* _TASK OBJECTIVE_: In the rows below, how many lines contain the string "ground"? Reply with the number only.

* _Contour labeling entries_:
********

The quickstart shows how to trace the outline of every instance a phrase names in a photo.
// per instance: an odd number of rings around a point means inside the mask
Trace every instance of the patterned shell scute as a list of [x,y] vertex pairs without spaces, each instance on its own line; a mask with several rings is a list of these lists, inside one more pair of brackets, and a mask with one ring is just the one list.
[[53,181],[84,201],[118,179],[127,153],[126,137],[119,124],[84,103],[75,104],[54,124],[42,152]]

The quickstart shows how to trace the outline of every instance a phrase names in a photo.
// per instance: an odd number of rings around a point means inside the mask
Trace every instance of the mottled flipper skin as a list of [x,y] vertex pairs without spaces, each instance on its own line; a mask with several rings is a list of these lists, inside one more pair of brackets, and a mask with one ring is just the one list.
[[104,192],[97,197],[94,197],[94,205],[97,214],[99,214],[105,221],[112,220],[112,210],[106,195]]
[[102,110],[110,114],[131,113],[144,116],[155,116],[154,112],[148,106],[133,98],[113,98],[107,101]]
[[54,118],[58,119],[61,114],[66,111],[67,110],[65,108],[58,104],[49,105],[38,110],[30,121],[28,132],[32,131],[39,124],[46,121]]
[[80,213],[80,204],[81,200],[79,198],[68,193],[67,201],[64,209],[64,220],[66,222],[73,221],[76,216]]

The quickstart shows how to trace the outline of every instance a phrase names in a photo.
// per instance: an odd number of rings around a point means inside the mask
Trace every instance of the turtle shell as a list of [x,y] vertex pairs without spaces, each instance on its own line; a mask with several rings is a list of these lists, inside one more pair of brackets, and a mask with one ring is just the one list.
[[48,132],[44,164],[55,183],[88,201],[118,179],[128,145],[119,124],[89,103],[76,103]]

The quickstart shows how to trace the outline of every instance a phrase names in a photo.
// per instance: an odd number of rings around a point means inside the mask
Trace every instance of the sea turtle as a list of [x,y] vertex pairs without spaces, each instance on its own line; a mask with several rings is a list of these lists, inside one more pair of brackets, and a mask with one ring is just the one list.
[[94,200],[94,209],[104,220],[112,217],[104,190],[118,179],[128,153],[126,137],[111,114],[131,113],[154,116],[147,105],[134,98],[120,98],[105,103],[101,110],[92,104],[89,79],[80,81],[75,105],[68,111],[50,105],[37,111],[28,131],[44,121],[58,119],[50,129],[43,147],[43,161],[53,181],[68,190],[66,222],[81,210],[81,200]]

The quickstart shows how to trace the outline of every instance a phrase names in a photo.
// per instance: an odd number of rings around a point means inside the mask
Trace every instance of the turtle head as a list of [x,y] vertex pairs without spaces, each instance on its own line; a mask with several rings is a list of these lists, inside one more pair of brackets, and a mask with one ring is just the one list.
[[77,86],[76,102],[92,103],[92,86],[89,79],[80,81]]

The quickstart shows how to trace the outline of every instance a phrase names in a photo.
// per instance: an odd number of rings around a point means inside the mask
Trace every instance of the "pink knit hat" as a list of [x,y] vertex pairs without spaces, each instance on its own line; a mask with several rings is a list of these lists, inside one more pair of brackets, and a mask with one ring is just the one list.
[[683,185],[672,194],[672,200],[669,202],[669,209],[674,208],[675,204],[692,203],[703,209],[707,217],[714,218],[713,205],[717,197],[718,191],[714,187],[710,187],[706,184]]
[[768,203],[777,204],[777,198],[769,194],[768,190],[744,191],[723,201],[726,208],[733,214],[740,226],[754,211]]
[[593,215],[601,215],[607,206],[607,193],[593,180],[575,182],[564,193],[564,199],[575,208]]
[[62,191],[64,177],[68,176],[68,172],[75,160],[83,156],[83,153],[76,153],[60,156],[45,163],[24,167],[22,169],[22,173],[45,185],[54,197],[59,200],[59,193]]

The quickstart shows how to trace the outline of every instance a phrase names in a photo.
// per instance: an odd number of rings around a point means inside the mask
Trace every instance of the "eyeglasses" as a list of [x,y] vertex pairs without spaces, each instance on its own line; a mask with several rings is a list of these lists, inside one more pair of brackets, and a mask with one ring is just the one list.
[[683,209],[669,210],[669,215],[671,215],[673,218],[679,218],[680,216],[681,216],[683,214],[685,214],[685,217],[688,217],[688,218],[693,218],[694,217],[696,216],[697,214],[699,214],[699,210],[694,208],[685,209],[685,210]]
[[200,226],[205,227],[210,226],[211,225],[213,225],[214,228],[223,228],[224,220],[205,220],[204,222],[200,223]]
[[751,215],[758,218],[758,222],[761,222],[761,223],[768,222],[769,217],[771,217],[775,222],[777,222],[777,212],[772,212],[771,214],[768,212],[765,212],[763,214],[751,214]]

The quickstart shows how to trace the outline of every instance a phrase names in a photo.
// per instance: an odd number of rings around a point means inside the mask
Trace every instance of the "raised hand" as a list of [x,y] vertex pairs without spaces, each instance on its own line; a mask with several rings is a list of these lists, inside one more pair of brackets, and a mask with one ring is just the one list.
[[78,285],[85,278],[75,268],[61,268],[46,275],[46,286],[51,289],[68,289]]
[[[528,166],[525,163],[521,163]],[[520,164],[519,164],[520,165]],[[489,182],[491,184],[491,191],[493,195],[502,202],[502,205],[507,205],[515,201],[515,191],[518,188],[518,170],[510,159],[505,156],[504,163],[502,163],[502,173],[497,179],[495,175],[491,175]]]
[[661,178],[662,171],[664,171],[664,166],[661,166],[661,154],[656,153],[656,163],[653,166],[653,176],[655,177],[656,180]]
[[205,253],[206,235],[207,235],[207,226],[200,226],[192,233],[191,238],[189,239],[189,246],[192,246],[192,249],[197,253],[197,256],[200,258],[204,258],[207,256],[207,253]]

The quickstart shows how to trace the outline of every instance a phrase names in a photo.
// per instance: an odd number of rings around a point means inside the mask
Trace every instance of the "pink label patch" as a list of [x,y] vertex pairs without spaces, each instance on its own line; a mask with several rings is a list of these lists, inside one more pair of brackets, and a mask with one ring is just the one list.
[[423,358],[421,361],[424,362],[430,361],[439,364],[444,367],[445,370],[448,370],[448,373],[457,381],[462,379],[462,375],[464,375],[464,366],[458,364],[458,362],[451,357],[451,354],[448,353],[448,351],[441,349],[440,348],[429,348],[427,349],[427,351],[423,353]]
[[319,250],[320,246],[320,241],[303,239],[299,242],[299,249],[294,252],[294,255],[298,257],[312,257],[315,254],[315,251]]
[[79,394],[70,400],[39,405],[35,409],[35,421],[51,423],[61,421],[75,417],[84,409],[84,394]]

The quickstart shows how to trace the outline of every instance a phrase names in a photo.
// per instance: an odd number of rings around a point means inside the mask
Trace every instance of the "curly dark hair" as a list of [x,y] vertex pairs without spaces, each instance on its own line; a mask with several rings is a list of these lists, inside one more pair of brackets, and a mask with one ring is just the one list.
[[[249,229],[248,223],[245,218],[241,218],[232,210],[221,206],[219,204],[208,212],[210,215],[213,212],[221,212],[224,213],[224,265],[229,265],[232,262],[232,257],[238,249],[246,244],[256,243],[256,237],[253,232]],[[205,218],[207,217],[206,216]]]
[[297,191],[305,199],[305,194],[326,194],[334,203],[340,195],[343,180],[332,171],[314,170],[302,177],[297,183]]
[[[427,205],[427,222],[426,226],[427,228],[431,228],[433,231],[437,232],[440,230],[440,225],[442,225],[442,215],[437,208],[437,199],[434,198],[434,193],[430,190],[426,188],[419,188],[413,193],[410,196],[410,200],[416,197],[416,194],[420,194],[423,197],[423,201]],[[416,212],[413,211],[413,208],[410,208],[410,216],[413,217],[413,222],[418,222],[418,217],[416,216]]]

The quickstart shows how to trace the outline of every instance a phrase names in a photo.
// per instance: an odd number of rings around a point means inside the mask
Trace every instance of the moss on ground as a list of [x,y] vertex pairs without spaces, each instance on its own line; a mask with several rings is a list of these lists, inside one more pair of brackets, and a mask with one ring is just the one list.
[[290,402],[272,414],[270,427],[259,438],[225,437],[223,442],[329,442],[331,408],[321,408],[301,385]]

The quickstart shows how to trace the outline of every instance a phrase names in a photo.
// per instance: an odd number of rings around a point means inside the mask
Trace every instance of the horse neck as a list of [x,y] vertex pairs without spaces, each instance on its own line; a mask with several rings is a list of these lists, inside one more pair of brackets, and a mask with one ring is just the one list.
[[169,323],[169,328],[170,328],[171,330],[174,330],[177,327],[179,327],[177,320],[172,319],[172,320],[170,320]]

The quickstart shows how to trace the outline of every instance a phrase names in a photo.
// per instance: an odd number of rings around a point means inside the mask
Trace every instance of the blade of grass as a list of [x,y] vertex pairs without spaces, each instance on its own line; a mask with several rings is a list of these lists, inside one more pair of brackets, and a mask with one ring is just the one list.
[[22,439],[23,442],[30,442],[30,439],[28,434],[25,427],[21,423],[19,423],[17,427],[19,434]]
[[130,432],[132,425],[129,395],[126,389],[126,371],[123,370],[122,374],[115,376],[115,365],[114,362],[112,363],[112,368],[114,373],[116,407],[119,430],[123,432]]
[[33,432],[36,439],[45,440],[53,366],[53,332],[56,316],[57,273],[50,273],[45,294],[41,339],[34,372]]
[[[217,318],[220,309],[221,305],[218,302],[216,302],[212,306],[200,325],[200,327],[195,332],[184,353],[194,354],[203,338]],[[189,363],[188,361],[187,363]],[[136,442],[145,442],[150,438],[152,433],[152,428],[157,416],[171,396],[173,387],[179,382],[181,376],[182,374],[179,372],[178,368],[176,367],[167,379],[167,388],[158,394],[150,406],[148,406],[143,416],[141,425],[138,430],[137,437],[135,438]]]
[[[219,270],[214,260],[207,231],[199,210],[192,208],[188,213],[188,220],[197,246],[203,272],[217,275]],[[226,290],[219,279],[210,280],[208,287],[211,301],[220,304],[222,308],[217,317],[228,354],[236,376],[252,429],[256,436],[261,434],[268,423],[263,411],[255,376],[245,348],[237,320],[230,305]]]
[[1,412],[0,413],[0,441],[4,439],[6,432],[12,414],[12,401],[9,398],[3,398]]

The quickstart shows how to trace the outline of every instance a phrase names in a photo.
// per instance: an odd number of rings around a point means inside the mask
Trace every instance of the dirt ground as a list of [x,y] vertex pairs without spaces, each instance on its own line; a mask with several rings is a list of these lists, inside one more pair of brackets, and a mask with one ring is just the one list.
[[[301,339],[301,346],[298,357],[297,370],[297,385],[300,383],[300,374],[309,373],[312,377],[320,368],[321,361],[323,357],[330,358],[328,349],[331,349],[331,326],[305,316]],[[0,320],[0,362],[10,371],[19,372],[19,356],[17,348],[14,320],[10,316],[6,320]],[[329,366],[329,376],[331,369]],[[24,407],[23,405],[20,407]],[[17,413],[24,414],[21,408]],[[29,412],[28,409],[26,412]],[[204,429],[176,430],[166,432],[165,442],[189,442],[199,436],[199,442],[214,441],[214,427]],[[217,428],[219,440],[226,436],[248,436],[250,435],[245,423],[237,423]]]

********

* _FINISHED TASK_: 2